To do:
1 > In the text about Robin L. Sheppard Field, rewrite the passage between "The Campus Master" and "to be added.", inclusive, replacing "ample space" with "enough room".
2 > According to the text about Robin L. Sheppard Field, in which direction did Trinity's old field hockey field run?
3 > Carry the account of Robin L. Sheppard Field forward from its last sentence.
┌─ Excerpt to read
Robin L. Sheppard Field
Robin L. Sheppard Field
Robin Sheppard and the dawn of women's athletics at Trinity
Inaugural 1971 Field Hockey Team
The old field hockey field used to cut horizontally through the soccer and baseball fields.
2003 Robin L. Sheppard Field
2018 Robin L. Sheppard Field
2019 Field Hockey Team
Backstory and Context
Trinity College, founded in 1823, as a all male institution, is a private liberal arts college in Hartford Connecticut with outstanding academics and athletics. The Fall of 1969 was a pivotal year for Trinity as they admitted the inaugural class of women. For the last 146 years Trinity was only home to men and through the addition of women to the college, Trinity would be one of the first co-educated schools of this time. With coeducation came the addition and adaption to school activities, academics and athletics. With the newly admitted women on campus, they wanted to participate in college athletics. The first women's team was tennis in the Fall of 1970. Tennis was the first as it a coach who was coaching a mens team said he would do it, in addition to their already being courts and the women could bring everything else.
The second team to be added to the roster for women's athletics was field hockey. The Trinity Reporter describes how field hockey came to school because of a certain person, “It was Ruth Wiggins '69 who brought field hockey to the College. Tina Poole Thomas '78 recalls that when she arrived at Trinity in 1974 - three years after creation of NESCAC and two years after passage of the Title IX legislation the team was still obliged to play on a field that was badly sodded, poorly maintained, and unlit. Their uniforms were hand me-down men's rugby shirts” which demonstrates the description of the field that the women’s field hockey team played on and dynamics of the sport. This was after the 1971 Title IX which described that there should be no discrimination based on sex at educational institutions, and athletics was considered a educational programs and activities. Even though the field was not ideal, the women described in the reporter that they loved playing and would adapt to the field conditions. They were lucky to be one of the first women’s teams at Trinity, and having there own field, was a privilege because not many women’s sports existed at Trinity during this time.
The field hockey team dealt with the conditions of the field channeling their frustrations to their advantage. Unlike any opponent's field that the Bantams played, the field at Trinity was extremely unique. The field was the only one that ran east-west while every other schools field ran north-south. So, when the coin toss occurred at the beginning of the game, Trinity would choose to face west in the first half because they knew that in the second half, the opponent would be looking straight into the sun. This was an advantage to the Bantams. In addition, the field was on a slant as most of Trinity is on a hill. So when the official at the beginning of the game what do you want to choose, they would say uphill or downhill. The Trinity team would go uphill in the first half because of the sun setting. The description of this field is very eyeopening as the field in place now is state of the art with no bumps or puddles like the old grass field.
The Campus Master Plan of 1997-1998 describes the plans to add a field hockey field. The Master Plan both describes and displays through drawings and photos that there was ample space for an additional field to be added.
└─
┌─ Provided information
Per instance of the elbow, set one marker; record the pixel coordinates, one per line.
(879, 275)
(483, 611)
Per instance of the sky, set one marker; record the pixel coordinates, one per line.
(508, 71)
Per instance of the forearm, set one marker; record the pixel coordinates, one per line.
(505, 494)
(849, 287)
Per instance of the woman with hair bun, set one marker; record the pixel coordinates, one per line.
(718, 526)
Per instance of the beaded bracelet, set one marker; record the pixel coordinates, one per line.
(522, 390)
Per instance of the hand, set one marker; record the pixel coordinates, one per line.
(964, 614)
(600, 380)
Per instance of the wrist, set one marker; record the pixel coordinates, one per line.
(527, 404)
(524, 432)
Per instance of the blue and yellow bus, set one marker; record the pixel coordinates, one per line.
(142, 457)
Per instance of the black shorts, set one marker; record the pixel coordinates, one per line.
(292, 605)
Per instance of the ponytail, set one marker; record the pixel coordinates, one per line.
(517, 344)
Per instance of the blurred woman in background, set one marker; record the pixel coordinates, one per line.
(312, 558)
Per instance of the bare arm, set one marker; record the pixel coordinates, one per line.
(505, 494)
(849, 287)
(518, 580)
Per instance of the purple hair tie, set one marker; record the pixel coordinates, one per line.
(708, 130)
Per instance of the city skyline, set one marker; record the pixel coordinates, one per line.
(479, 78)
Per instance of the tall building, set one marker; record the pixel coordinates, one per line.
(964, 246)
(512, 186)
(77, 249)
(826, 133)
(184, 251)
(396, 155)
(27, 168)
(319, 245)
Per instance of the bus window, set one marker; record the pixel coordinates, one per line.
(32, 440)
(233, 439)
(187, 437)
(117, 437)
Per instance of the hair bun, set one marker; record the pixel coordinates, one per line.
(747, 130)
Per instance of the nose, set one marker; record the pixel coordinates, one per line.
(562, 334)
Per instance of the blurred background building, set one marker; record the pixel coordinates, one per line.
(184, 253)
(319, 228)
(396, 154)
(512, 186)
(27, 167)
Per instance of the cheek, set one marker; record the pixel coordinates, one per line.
└─
Answers for the exercise:
1 >
The Campus Master Plan of 1997-1998 describes the plans to add a field hockey field. The Master Plan both describes and displays through drawings and photos that there was enough room for an additional field to be added.

2 > It ran east-west.

3 >
In the summer of 2002, the new astro turf field was created, to be used by the Field Hockey and Women’s Lacrosse teams. Both teams would not have to play on soaking wet grass anymore choosing to go uphill in the first half. They would be able to play on a synthetic flat surface that would allow for the Bantams game to change. The field is extremely fast and when you add water, which is extremely common to do for field hockey, the ball moves even faster. The field was dedicated to Robin L. Sheppard, the outstanding field hockey and lacrosse coach who had just transitioned from the field to the office, to be the Associate Athletic Director. This occurred during the Homecoming festivities of the Fall of 2003. According to the Winter 2003 Reporter, Sheppard lead her team to more than 450 victories, seven NCAA Division III championship tournaments, and two trips to the Final Four. In addition, she was selected as the National Field Hockey Coaches Association New England Coach of the Year in 1997 and was inducted into the Connecticut Field Hockey Hall of Fame and the National Field Hockey Coaches Association Hall of Fame in 2002. The Robin L. Sheppard field was funded through the generous aid of Paul E. Raether '68, Nancy Dwyer '99 and the Dwyer Family, as well as donors to the Sheppard Fund.
For 16 years the Robin L. Sheppard Field was crucial to the success and advancement of both field hockey and lacrosse. The game of field hockey transformed from being played on grass to the transitioning to an artificial turf field where the ball did not hits bumps in the grass and you did not need to hit the heck out of the ball for it to move. The field was revamped in the summer of 2018 with a new developed surface which would allow the ball to move even faster during a field hockey game. With the redevelopment of the field came the addition of Kwik covered benches allowing for the teams to sit and seek shelter when training.
, Office of Communications, Trinity College . Trinity College 40 Years of Coeducation. The Trinity Reporter. January 1st 2010. 1 - 84.
, Office of Communications, Trinity College . A celebration of Trinity's athletic fields. The Trinity Reporter. January 1st 2003. 1 - 102.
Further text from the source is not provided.